SAVE: Speech-Aware Video Representation Learning for Video-Text Retrieval¶

Information	Content
Conference	CVPR 2026
arXiv	2603.08224
Area	Human Understanding
Keywords	Video-Text Retrieval, Speech-Aware, Audio-Visual Fusion, soft-ALBEF, Multimodal Learning

TL;DR¶

Ours proposes the SAVE method, which achieves speech-aware video representation learning by adding a dedicated speech branch (Whisper ASR + CLIP text encoder) and a soft-ALBEF vision-audio early alignment strategy, significantly outperforming the SOTA on five video-text retrieval benchmarks.

Background & Motivation¶

In the field of Video-Text Retrieval (VTR), CLIP is commonly used as a foundation. However, since CLIP only provides image and text encoders, existing methods naturally ignore the audio track of videos. Recent audio-visual methods (EclipSE, TEFAL, AVIGATE) introduce audio encoders but face two critical issues:

Audio encoders cannot effectively represent speech content: Existing audio encoders (ResNet-18, AST) are trained on environmental sound datasets and perform poorly in encoding speech semantics. The authors demonstrate through an experiment that speech samples from different categories are completely mixed in the feature space of AST and cannot be distinguished.

□ □ □ □ □ □ □

[Written problem 1]: Update the SAVE paper summary, everything from "SAVE: Speech-Aware Video" down to "video-text retrieval benchmarks.", replacing "SOTA" with "state of the art".
[Written problem 2]:
Answer these questions from the SAVE paper summary:
(a) At which conference is the paper listed?
(b) Which ASR model does the dedicated speech branch use?
(c) Which two audio encoders are named as trained on environmental sound datasets?
The listing that comes next has no connection to the SAVE paper summary.

[Recorded information]:
□ □ □ □ □ □ □

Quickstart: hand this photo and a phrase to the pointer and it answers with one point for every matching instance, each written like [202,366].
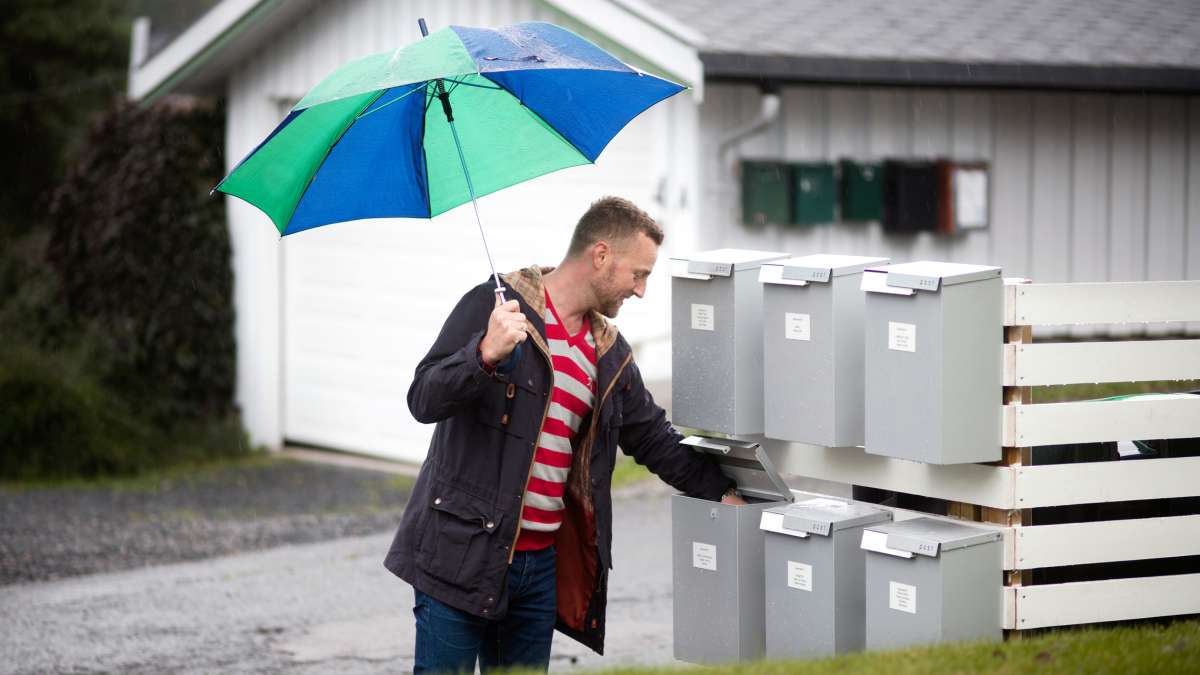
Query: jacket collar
[528,284]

□ □ □ □ □ □ □

[Complete output 1]:
SAVE: Speech-Aware Video Representation Learning for Video-Text Retrieval¶

Information	Content
Conference	CVPR 2026
arXiv	2603.08224
Area	Human Understanding
Keywords	Video-Text Retrieval, Speech-Aware, Audio-Visual Fusion, soft-ALBEF, Multimodal Learning

TL;DR¶

Ours proposes the SAVE method, which achieves speech-aware video representation learning by adding a dedicated speech branch (Whisper ASR + CLIP text encoder) and a soft-ALBEF vision-audio early alignment strategy, significantly outperforming the state of the art on five video-text retrieval benchmarks.

[Complete output 2]:
(a) CVPR 2026
(b) Whisper
(c) ResNet-18 and AST